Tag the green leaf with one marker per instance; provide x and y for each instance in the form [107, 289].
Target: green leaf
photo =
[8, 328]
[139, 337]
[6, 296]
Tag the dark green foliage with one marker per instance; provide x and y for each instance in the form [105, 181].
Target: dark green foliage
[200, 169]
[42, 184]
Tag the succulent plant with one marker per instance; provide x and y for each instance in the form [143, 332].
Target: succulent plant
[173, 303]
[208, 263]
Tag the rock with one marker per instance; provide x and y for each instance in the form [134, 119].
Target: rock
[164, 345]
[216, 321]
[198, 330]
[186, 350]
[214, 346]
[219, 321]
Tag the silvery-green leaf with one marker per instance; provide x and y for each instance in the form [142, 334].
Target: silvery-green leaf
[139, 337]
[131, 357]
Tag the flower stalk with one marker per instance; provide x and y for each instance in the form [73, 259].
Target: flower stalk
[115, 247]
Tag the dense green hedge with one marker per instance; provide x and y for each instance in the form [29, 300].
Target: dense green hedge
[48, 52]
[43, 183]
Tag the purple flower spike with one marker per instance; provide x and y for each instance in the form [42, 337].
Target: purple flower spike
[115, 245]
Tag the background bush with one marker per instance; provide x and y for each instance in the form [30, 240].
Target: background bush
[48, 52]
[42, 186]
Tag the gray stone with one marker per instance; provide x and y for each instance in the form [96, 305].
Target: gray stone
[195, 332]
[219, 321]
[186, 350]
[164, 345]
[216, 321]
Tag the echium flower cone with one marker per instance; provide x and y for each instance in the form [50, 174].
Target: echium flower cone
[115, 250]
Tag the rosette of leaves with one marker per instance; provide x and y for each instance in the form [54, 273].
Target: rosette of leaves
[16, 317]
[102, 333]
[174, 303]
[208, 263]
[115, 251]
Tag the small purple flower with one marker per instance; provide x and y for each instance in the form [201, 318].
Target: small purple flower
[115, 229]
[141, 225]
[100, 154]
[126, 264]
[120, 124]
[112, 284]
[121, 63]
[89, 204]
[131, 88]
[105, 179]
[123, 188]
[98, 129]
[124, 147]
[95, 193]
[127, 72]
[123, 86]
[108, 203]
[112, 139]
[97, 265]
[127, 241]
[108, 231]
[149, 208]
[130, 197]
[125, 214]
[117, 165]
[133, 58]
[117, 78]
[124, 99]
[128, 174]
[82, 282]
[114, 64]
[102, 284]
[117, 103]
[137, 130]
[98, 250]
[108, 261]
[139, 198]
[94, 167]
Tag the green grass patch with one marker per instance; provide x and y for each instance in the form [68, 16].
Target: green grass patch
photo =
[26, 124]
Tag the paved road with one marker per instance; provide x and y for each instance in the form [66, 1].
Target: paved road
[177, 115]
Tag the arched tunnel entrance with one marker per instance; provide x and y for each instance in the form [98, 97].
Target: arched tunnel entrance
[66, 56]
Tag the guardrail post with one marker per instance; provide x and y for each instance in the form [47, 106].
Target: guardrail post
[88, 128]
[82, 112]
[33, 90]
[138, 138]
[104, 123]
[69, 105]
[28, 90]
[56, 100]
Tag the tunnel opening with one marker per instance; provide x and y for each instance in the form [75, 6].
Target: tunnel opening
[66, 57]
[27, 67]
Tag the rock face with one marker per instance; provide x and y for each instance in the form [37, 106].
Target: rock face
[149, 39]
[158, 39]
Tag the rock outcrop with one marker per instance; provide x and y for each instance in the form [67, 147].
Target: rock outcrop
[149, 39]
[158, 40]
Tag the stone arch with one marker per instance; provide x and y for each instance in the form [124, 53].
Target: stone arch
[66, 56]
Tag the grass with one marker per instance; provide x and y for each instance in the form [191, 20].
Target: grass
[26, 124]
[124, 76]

## Aim of the task
Without omitting anything, set down all the entries above again.

## Task answer
Tag the green leaf with one marker per instance; provide x and y for each instance in the form [107, 289].
Target: green leaf
photo =
[8, 328]
[139, 337]
[6, 296]
Tag the dark green foliage with one marker per instance; provide x and y for each instance in the form [105, 181].
Target: dark green foliage
[200, 169]
[42, 184]
Tag the succulent plant with one marker per instance; provide x and y for each instance in the form [143, 332].
Target: succulent plant
[173, 303]
[208, 263]
Tag the rock with one marker per instance; provide x and y for each instance in the form [134, 119].
Target: rock
[164, 345]
[216, 321]
[198, 330]
[186, 350]
[214, 346]
[219, 321]
Tag the silvery-green leaf with one marker per instance; provide x and y for each instance in the form [142, 334].
Target: silvery-green leaf
[139, 337]
[131, 357]
Tag the flower stalk with one marker per instance; provide x and y for each instance in the form [73, 259].
Target: flower stalk
[115, 247]
Tag the dense green hedge with one marker per instance; provide x and y for each instance in the form [29, 300].
Target: dense green hedge
[48, 52]
[43, 183]
Tag the purple flower spike with one marker per instance; provide x and y for each instance in the form [42, 337].
Target: purple flower spike
[115, 245]
Tag the background bush with one marker per instance; provide x and y for each instance in the form [30, 240].
Target: background bush
[48, 52]
[42, 186]
Tag the gray stone with one marker per instance; provide x and y for each instance in the form [96, 305].
Target: gray stone
[195, 332]
[219, 321]
[186, 350]
[164, 345]
[216, 321]
Tag the echium flower cone with one marker per instance; provide x and y for each instance in the form [50, 174].
Target: echium flower cone
[115, 250]
Tag the rosette of leaves with one marker per instance; provide x and y for each instance in the form [54, 273].
Target: rosette of leaves
[16, 317]
[102, 333]
[174, 303]
[208, 263]
[115, 251]
Tag the small purple flower with one marker per instance; provide x and y for each instance in the form [201, 318].
Target: small purple flower
[115, 229]
[141, 225]
[100, 154]
[126, 264]
[120, 124]
[112, 284]
[121, 63]
[89, 204]
[131, 88]
[105, 179]
[123, 188]
[98, 129]
[124, 147]
[95, 193]
[127, 72]
[123, 86]
[108, 203]
[112, 139]
[97, 265]
[127, 241]
[108, 231]
[149, 208]
[130, 197]
[125, 214]
[117, 165]
[133, 58]
[117, 78]
[124, 99]
[128, 174]
[82, 282]
[114, 64]
[102, 284]
[117, 103]
[137, 130]
[98, 250]
[108, 261]
[139, 198]
[94, 167]
Tag the green grass patch with one marker per instance; provide x and y for each instance in the form [68, 16].
Target: green grass patch
photo =
[26, 124]
Tag the paved road with one marker per instance; provide x and y for each instance in the form [66, 1].
Target: paved road
[177, 115]
Tag the arched tunnel entrance with one marker per instance; provide x and y for each instance in the form [98, 97].
Target: arched tunnel entrance
[66, 56]
Tag the guardrail post with one marker per instance; provide x and y for each instance in the form [47, 106].
Target: guardrail post
[88, 128]
[82, 112]
[33, 90]
[138, 138]
[104, 123]
[69, 105]
[28, 90]
[56, 100]
Tag the tunnel opening with one marker per instance; provide x and y for each instance in the form [75, 6].
Target: tunnel opening
[66, 57]
[27, 67]
Tag the rock face with one marker per instance; provide x and y for each instance in the form [37, 106].
Target: rock face
[149, 39]
[158, 39]
Tag the rock outcrop with one marker per instance; provide x and y for each instance in the form [67, 147].
Target: rock outcrop
[149, 39]
[158, 40]
Tag the stone arch with one marker per instance; provide x and y for each instance in the form [124, 53].
Target: stone arch
[66, 56]
Tag the grass with one marker per instance; provide x and y for each instance in the form [191, 20].
Target: grass
[26, 124]
[124, 76]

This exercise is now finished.